# Excerpted passage
The upshot is that a previously pretty obviously hazardous junction has now been turned into a covertly hazardous one: if traffic is approaching from the west at the speed limit for the road (NSL - 60mph), anyone moving from the refuge area is potentially moving into the path of a vehicle which they may not be able to see. More importantly, perhaps, traffic on the main road cannot see that there is a refuge area, and may well not see that there is a vehicle waiting in it.

Someone I know happens to be a transport engineer. He made all kinds of sharp intakes of breath when he first encountered it, and was not very complimentary about the design.

Essentially, the road design is such as to make it necessary for everyone concerned to have to take extra care to ensure no collision occurs. I use that junction regularly, so I am aware of the risks. Even so, it is necessary to make a pretty smart exit and turn from that refuge to avoid having to cause traffic coming from the west having to slow down sharply: this happens a lot, and I have experienced the problem both as a driver on the main road, and as someone making that right turn.

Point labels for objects
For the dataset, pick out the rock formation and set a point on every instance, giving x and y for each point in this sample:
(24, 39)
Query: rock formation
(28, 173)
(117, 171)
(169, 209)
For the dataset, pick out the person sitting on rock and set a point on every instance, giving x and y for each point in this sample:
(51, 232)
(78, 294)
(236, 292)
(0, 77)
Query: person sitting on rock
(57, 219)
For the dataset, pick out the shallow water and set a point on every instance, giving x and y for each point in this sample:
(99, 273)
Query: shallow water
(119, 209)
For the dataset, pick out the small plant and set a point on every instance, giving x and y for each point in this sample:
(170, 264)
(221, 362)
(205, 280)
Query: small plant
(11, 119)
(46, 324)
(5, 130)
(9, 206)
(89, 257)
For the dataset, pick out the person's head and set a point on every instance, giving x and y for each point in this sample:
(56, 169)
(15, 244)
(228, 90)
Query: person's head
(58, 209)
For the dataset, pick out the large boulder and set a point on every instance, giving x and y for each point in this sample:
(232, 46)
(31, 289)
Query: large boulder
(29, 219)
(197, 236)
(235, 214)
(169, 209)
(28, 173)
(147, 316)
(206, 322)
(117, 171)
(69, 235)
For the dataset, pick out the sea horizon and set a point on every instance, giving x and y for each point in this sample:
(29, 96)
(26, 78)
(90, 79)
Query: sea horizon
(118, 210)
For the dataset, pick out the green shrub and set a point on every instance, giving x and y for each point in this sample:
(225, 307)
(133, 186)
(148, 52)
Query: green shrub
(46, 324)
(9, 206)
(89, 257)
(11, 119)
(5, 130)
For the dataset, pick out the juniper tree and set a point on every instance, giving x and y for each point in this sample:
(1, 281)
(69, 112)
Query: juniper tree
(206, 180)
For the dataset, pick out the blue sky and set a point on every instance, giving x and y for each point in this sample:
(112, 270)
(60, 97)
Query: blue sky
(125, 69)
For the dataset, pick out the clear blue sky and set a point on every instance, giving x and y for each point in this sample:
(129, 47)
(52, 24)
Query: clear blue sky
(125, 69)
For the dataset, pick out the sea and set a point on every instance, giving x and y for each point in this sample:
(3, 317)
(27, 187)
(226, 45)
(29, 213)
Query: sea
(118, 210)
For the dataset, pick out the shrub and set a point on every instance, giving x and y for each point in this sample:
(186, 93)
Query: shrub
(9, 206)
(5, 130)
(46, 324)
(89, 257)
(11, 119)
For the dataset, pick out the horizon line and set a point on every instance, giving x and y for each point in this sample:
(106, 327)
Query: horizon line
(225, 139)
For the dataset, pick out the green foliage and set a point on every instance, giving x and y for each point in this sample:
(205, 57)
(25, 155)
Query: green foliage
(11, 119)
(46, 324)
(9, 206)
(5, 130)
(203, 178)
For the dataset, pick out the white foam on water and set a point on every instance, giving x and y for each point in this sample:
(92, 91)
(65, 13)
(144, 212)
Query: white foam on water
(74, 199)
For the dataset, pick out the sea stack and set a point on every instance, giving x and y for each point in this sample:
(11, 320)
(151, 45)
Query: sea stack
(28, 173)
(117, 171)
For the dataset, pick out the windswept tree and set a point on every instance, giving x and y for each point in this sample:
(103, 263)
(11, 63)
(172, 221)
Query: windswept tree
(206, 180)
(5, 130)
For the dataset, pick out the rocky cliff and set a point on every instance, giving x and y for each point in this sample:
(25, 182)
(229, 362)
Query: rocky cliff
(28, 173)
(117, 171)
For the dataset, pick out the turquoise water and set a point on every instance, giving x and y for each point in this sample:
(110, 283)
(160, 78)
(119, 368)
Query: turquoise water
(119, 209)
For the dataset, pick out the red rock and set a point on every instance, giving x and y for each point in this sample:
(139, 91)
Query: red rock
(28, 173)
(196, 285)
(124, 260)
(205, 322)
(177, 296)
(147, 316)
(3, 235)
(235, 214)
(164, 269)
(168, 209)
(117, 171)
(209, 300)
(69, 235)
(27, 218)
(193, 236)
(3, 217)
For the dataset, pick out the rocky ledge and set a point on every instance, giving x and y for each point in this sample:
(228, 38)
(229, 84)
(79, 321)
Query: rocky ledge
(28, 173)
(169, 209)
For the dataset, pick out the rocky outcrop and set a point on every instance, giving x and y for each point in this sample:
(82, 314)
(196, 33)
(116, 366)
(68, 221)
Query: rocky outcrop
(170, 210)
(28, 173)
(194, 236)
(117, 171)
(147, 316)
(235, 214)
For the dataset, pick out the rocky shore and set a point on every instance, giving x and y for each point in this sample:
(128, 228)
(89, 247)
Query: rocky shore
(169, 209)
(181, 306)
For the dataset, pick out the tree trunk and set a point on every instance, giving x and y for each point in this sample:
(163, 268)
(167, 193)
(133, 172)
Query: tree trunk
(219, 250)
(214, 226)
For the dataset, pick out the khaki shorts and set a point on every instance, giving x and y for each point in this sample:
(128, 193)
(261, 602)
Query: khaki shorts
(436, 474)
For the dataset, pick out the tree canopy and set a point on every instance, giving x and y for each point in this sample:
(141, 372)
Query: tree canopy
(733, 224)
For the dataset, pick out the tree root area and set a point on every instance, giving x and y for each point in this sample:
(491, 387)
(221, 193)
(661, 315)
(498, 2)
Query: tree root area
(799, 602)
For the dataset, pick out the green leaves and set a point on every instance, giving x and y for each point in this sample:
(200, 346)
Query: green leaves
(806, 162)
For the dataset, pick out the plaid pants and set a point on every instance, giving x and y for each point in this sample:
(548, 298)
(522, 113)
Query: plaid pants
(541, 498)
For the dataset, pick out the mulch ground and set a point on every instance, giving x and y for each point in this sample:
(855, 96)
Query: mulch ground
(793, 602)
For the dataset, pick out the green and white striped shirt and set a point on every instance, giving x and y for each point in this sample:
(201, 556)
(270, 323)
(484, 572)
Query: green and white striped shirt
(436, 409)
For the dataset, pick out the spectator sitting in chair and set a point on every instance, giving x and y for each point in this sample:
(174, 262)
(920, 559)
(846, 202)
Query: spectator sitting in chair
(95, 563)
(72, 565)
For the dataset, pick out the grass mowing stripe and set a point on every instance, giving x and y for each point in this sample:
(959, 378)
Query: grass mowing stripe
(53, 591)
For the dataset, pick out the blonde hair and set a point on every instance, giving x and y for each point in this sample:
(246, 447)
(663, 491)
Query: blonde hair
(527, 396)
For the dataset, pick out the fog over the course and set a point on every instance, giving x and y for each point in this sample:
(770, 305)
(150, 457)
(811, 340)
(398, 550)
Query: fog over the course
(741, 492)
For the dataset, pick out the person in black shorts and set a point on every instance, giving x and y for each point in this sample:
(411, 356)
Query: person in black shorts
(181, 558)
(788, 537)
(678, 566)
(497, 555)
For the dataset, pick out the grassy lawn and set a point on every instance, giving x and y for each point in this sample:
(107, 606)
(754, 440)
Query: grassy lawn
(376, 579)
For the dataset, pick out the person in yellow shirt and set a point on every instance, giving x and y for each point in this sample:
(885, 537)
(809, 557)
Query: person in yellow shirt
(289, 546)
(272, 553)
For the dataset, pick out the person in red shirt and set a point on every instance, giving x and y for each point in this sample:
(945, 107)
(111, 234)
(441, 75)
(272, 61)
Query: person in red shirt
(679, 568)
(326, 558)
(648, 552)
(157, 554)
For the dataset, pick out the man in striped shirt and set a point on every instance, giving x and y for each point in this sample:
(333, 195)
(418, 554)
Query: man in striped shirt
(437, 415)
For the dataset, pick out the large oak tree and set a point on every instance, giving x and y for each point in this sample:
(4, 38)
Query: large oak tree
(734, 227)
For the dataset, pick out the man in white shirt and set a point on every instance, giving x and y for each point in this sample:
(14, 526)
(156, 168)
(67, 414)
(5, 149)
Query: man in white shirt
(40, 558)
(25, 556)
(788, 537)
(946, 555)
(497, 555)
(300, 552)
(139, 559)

# Complete the following
1. Show every line of the records that contains the string "clear".
2. Carry on the passage about the redesigned road junction and its refuge area, picking up after its final sentence.

# Responses
1.
For the dataset, pick out the clear blue sky and set a point on every instance, giving x and y for each point in this sample:
Query: clear blue sky

2.
There will be an accident at that junction. Indeed, I think there have already been several, albeit non-fatal, and it would be easy to cite the speed of traffic on the main road as the reason for the accident. It would also be easy to blame inattentive drivers, either on the main route or turning, for not checking to see that the way is clear.

I expect that they will eventually "solve" the problem by slapping a speed restriction in around the junction.

But the underlying problem is road design (and this is, I think, borne out by DfT statistics, which cite road layout issues as a significant causal factor in RTAs). If you insist on coming at it from a Speed Kills perspective, you can make a pretty good case. And that's the problem - speed is bound to be a factor (if not always a causative one) in any accident, and is the most obvious thing to modify. But this is a junction which, for want of a little more care in design, is more dangerous than it needs to be. Speed doesn't need to be a factor, but because it's cheaper to blame drivers and implement speed restrictions, blaming accidents on speed is a temptingly easy option.

I am not saying that all accidents are caused by poor road layout, and even where layout is a problem, it's often not possible to change it (steep bends at the bottom of a hill, for example, where the landscape gives no room to remodel). But this is a brand new junction.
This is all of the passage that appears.